**本文:**

2024年8月27日、再結成が発表されたoasis。


再結成が発表された日


oasis は私の人生の中でも最も影響のあったバンドのひとつです。おそらく一番Bootlegを買ってしまったバンド、一番LIVEに行ったことのある海外のバンドです。

25年前のブログの記事をそのまま掘り起こしてみました。当時あまり情報がない頃の記事ですので細かい間違い等はご了承ください。

かつてSONY の VAIO のCMに「Whatever」が採用されて、一気にお茶の間レベルにまで知名度がUPしたのではないかと思います。

oasis の前身バンドは、1991年にGuigsyと、Boneheadによって結成され、Tony McCarrollが加入したThe Rainです(もう1人はChris Hutton)。
そこにヴォーカルとして加入したのがLiam Gallagher(William John Paul Gallagher)です。
The Rain の音源は、コレクターCDで入手できます。("Take Me","Colour My Life"などのクレジットを見かけたら、The Rain の頃の音源です。"THE UNTOLD STORY"や”CREATION YEARS”という有名なアイテムに、この頃の音源がたくさん収録されています。)

この The Rain に、Liam の兄である当時INSPIRAL CARPETSのローディーだった Noel Gallagherが加入することで、oasis の初期ラインナップが揃うことになります。Noel が加入した経緯や逸話などはたくさんありますが、その辺は割愛したいと思います。

この時点でのoasis のラインナップは、以下の通りです。

Vocal Liam Gallagher
Guitar Noel Gallagher
Guitar Paul "Bonehead" Arthurs
Bass Paul "Guigsy" McGuigan
Drums Tony McCaroll

このメンバーになって1994年には立て続けにシングルがリリースされます。4月にデビューシングル"Supersonic"、6月に"Shakermaker"、8月に"Live Forever"、10月に"Cigarettes & Alcohol"、そして12月には"Whatever"が発売されました。

**提示資料:**
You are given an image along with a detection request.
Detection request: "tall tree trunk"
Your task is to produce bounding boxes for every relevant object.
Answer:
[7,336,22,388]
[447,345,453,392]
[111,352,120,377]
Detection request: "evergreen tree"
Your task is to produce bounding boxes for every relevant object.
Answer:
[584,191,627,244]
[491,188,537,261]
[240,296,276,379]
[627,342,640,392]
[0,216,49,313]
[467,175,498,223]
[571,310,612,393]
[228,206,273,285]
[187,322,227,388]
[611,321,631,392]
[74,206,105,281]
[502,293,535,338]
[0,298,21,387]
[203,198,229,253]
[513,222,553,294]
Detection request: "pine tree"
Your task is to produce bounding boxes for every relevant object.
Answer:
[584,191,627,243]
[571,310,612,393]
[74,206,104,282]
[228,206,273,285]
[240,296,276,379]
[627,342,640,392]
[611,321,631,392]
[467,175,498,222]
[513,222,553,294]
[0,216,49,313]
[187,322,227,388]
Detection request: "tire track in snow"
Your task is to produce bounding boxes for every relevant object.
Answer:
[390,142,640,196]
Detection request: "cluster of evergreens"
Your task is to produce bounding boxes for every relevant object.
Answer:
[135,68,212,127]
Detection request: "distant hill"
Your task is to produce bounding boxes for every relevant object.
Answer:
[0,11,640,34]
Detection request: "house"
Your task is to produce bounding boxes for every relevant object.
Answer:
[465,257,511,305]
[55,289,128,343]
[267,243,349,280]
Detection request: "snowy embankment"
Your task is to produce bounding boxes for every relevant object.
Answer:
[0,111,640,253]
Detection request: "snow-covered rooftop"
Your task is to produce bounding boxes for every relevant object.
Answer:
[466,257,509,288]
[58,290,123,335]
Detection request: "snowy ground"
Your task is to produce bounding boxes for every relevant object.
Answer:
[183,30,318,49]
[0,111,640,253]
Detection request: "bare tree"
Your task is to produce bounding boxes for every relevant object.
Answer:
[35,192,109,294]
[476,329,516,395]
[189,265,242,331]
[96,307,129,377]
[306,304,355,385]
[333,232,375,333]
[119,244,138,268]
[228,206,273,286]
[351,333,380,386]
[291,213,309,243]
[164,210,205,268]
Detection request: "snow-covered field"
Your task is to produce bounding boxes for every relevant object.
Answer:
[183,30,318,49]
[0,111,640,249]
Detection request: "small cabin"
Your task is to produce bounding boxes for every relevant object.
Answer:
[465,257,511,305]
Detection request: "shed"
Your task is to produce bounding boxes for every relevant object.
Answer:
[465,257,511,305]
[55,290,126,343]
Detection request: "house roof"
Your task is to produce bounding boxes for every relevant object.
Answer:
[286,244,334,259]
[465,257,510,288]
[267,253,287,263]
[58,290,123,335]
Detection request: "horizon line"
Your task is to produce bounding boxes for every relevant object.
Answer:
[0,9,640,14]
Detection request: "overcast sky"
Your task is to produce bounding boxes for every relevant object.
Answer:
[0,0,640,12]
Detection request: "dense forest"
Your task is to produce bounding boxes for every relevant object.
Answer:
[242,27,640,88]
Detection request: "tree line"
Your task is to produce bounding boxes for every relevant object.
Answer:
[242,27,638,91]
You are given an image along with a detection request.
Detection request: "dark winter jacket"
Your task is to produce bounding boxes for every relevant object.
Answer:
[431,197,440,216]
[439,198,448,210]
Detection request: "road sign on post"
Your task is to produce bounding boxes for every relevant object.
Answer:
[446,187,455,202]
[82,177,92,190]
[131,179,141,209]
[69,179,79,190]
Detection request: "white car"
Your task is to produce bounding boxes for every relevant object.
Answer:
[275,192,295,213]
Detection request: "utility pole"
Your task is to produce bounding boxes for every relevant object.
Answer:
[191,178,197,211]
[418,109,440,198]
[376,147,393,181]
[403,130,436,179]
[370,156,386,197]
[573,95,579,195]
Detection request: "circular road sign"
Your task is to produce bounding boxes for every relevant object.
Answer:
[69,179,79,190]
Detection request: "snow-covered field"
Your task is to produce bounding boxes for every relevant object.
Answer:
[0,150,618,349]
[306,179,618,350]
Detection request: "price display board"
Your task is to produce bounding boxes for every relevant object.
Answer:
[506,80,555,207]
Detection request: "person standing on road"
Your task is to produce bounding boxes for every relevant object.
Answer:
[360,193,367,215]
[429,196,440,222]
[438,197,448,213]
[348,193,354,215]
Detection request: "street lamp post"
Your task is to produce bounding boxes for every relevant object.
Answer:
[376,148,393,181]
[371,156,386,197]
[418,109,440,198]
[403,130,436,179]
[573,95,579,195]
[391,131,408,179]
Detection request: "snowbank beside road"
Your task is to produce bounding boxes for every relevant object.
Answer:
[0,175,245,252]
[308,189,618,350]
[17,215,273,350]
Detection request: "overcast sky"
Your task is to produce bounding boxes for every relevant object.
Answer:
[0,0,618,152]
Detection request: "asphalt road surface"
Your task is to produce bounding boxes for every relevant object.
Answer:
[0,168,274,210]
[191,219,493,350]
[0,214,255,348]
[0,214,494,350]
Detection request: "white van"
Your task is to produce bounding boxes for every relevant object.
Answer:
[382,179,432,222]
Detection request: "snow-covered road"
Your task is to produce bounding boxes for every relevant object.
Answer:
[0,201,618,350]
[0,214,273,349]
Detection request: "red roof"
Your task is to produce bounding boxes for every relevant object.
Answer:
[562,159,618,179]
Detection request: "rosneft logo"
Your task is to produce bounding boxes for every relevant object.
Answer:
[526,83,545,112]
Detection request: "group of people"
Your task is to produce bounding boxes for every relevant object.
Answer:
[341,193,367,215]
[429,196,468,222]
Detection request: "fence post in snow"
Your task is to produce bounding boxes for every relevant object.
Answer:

**小問 1:** oasis についての本文のうち、「oasis は私の人生の中で」から「この時点でのoasis のラインナップは、以下の通りです。」までの部分を一字一句そのまま書き写してください。
**小問 2:** oasis についての本文で、1994年に発売されたとされるシングルをすべて挙げてください。
**小問 3:** oasis についての本文を、最後の文の後から書き継いでください。
上の一覧は oasis についての本文とは無関係です。

**解答 1:**
oasis は私の人生の中でも最も影響のあったバンドのひとつです。おそらく一番Bootlegを買ってしまったバンド、一番LIVEに行ったことのある海外のバンドです。

25年前のブログの記事をそのまま掘り起こしてみました。当時あまり情報がない頃の記事ですので細かい間違い等はご了承ください。

かつてSONY の VAIO のCMに「Whatever」が採用されて、一気にお茶の間レベルにまで知名度がUPしたのではないかと思います。

oasis の前身バンドは、1991年にGuigsyと、Boneheadによって結成され、Tony McCarrollが加入したThe Rainです(もう1人はChris Hutton)。
そこにヴォーカルとして加入したのがLiam Gallagher(William John Paul Gallagher)です。
The Rain の音源は、コレクターCDで入手できます。("Take Me","Colour My Life"などのクレジットを見かけたら、The Rain の頃の音源です。"THE UNTOLD STORY"や”CREATION YEARS”という有名なアイテムに、この頃の音源がたくさん収録されています。)

この The Rain に、Liam の兄である当時INSPIRAL CARPETSのローディーだった Noel Gallagherが加入することで、oasis の初期ラインナップが揃うことになります。Noel が加入した経緯や逸話などはたくさんありますが、その辺は割愛したいと思います。

この時点でのoasis のラインナップは、以下の通りです。

**解答 2:** Supersonic、Shakermaker、Live Forever、Cigarettes & Alcohol、Whatever

**解答 3:**
さらに1994年には、彼らのファースト・アルバムとなる"Definitely Maybe"(邦題は「オアシス」)が発売されています。当然前出のシングルも収録されていますが、名曲「Whatever」に関しては先にも後にもオリジナルアルバムに収録されていません。

なお、この"Definitely Maybe"は日本盤のみ2曲ボーナストラックが収録されているのですが、アルバムの最後ではなく、途中の4曲目、6曲目に収録されています。
アルバムは曲順など、コンセプトあると思いますが、間に差し込むなんてことあるんだ、と驚きました。

このアルバムの小ネタを幾つか。
収録曲の1つに軽快なメロディーが特徴的な「Digsy's Dinner」という曲がありますが、この曲の"Digsy"という人物は、後にUKでも注目されたSMALLERのDigsyのことです。

"Live Forever"のジャケットに写っている一軒家は、JOHN LENNONが育ったという家で、この曲とJOHN LENNONとの紐付けは、ビデオ"THERE AND THEN..."の「Live Forever」演奏時にメンバーの後ろの巨大スクリーン映し出された JOHN LENNON の顔写真を見上げながら演奏する姿からも見ることができます。

"Cigarettes & Alcohol"はT-REX(Vo.はMARK BOLAN。日本にもT-BOLANってバンドありましたよね)の「Get It On」のイントロがそのまま使われています。LIVEで演奏される際には、曲の最後にLED ZEPPELINの「Whole Lotta Love」が続けて演奏される場合が多いです。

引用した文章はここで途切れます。